Absolutely not, say critics such as Mark Kastel, director of the
Organic Integrity Project at the Cornucopia Institute, an advocacy
group promoting small family farms. "Organic consumers think
they're supporting a different kind of ethic," says Kastel, who
last spring released a high-profile report card labeling 11
producers as ethically challenged.
Kastel's report card included Horizon Organic Dairy, the No. 1
organic milk brand in the
U.S.
, and Aurora Organic Dairy, which makes private-label products for
the likes of Costco and Safeway Inc. Both dairies deny they are
ethically challenged. But the two do operate massive corporate
farms. Horizon has 8,000 cows in the
Idaho
desert. There, the animals consume such feed as corn, barley, hay,
and soybeans, as well as some grass from pastureland. The company is
currently reconfiguring its facility to allow more grazing
opportunities. And none of this breaks USDA rules. The agency simply
says animals must have "access to pasture." How much is
not spelled out. "It doesn't say [livestock] have to be out
there, happy and feeding, 18 hours a day," says Barbara C.

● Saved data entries
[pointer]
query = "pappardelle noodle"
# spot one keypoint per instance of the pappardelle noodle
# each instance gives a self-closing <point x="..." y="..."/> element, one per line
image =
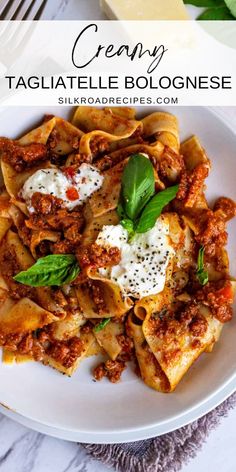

● Action item
Carry on the passage about organic dairy farms from the point where it stops. You can leave the material aside, since none of it is needed here.

● Response below
Robinson, who oversees the USDA's National Organic Program.
But what gets people like Kastel fuming is the fact that big dairy
farms produce tons of pollution in the form of manure and methane,
carbon dioxide, and nitrous oxide -- gases blamed for warming the
planet. Referring to Horizon's
Idaho
farm, he adds: "This area is in perpetual drought. You need to
pump water constantly to grow pasture. That's not organic."
Aurora
and Horizon argue their operations are true to the organic spirit
and that big farms help bring organic food to the masses. Joe E.
Scalzo, president and CEO of Horizon's owner, WhiteWave, which is
owned by Dean Foods Co., says: "You need the 12-cow farms in
Vermont
-- and the 4,000 milking cows in
Idaho
." Adds Clark Driftmier, a spokesman for
Aurora
, which manages 8,400 dairy cows on two farms in
Colorado
and
Texas
: "We're in a contentious period with organics right now."
At the USDA, Robinson is grappling with the same imponderables. In
her mind the controversy is more about scale than animal treatment.
"The real issue is a fear of large corporations," she
says. Robinson expects the USDA to tighten pasture rules in the
coming months in hopes of moving closer to the spirit of the organic
philosophy. "As programs go," she says, "this is just
a toddler. New issues keep coming up."
Few people seem more hemmed in by the contradictions than Gary
Hirshberg. Perhaps more than anyone, he has acted as the industry's
philosopher king, lobbying governments, proselytizing consumers,
helping farmers switch to organic, and giving 10% of profits to
environmental causes. Yet he sold most of Stonyfield Farm to a $17
billion French corporation.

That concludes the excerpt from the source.